The casing is coupled to a propulsion source via connector 42. The
propulsion source (not shown in detail) creates a high-pressure
wave that causes the projectile to be ejected from the casing at a
high rate of speed. The propulsion can take a variety of forms:
compressed air can be used, combustion gases from a firearm or
similar device, etc. The example shown is provided only as one
example of how such a device can be used to launch the
projectiles.
[0058] In the example shown, casing 40 can include an outer
containment shell 48 and an inner core or block 50. In this
embodiment, the containment shell and inner block cooperatively
form a tether storage compartment 32 (FIG. 5A). The tether 16 is
illustrated in FIG. 6D in the position it would take when stored in
this compartment. This configuration allows easy loading and
storage of the tether prior to deployment of the entangling
projectile from the projectile casing 40. The tether can be
positioned in the tether storage compartment while the outer shell
and inner block are assembled (FIG. 5A), or while the inner block
is removed from the outer shell (FIG. 5B).
[0059] The inner block 50 can include one or more sockets 30a, 30b,
etc. The sockets can each hold one pellet (14a, 14b, FIG. 6D) prior
to deployment of the pellets from the projectile casing. A channel
52 can be formed through an input end 44 of the inner block, and
can be in fluid communication with each of the sockets 30a, 30b.
Connector 42 can provide fluid communication from the launcher (not
shown) through the channel 52, to each of the sockets 30a, 30b.
Thus, as a high pressure wave is generated by the launcher, it is
directed through the connector 42 and channel 52, and is applied to
the pellets held in sockets 30a, 30b. The pellets are then forcibly
expelled from the inner block toward the subject.
[0060] As best appreciated from FIG. 6C, the sockets 30a, 30b can
be oriented at an angle ".alpha." relative to one another. While
the angle can vary, it is generally an acute angle, typically
ranging from about 10 degrees to about 60 degrees. In another
embodiment, the angle can range between about 25 degrees to about
45 degrees. In another embodiment, the angle is about 30 degrees.

PROVIDED MATERIAL ▸
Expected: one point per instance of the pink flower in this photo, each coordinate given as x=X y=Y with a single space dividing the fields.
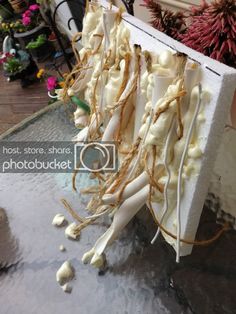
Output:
x=26 y=20
x=51 y=83
x=3 y=59
x=26 y=13
x=34 y=7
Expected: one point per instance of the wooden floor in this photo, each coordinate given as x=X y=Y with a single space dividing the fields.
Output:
x=17 y=103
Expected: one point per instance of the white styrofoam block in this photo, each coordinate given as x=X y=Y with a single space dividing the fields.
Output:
x=220 y=80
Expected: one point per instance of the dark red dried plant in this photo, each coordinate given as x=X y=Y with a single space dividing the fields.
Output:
x=211 y=27
x=166 y=21
x=213 y=32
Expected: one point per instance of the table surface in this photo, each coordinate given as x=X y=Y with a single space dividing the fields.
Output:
x=139 y=278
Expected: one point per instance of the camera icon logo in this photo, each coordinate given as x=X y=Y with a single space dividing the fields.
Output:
x=95 y=157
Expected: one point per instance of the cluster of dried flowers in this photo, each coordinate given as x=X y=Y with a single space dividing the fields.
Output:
x=211 y=29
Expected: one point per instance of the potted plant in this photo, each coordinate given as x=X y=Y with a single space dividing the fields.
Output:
x=40 y=49
x=5 y=10
x=30 y=26
x=11 y=64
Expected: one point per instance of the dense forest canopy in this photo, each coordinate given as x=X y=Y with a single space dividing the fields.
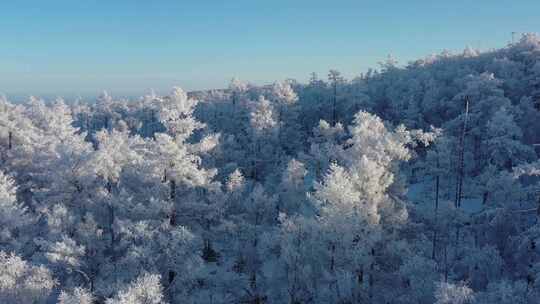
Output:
x=414 y=184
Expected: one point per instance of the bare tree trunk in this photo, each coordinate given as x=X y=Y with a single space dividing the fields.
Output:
x=334 y=104
x=10 y=140
x=459 y=183
x=437 y=179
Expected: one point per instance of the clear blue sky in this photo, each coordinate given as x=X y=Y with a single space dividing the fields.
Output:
x=126 y=47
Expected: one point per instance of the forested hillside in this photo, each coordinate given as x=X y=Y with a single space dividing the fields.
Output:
x=407 y=184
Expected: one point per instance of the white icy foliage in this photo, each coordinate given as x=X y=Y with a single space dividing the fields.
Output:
x=23 y=283
x=146 y=289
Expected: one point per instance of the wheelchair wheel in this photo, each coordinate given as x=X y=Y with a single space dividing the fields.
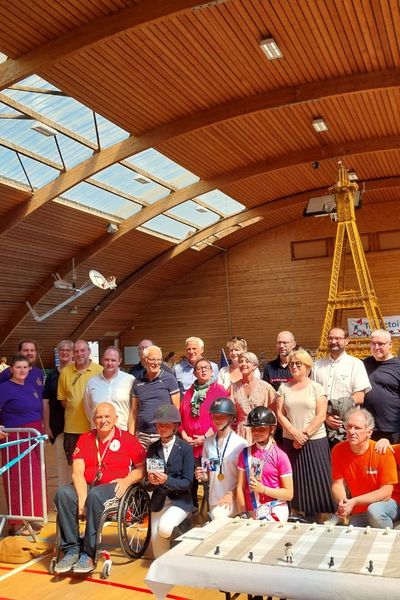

WHAT TO WORK ON ▸ Could you continue the passage above on the entangling projectile casing, starting right after its last sentence about the angle between the sockets?

TASK RESULT ▸
By angling the sockets relative to one another, the pellets are
directed away from one another as they are expelled from the
sockets. In this manner, the pellets separate relative to one
another very quickly, pulling the tether 16 taut between them so
that the tether can fully extend prior to engaging the subject.
[0061] The resulting launch is shown in FIGS. 3A and 3B. In FIG.
3A, the entangling projectile 12 has been launched toward a subject
100 (shown from above) and has traveled to engage the subject.
Prior to contacting the subject, the tether 16 has been pulled
taut, such that the pellets 14 are travelling in a linear direction
toward the subject. Immediately after the tether 16 contacts the
subject, the momentum of the pellets, prevented by the tether from
continuing along their present trajectory, causes them to begin
moving toward one another (shown in FIG. 3B), which momentum will
cause the pellets to orbit about the subject.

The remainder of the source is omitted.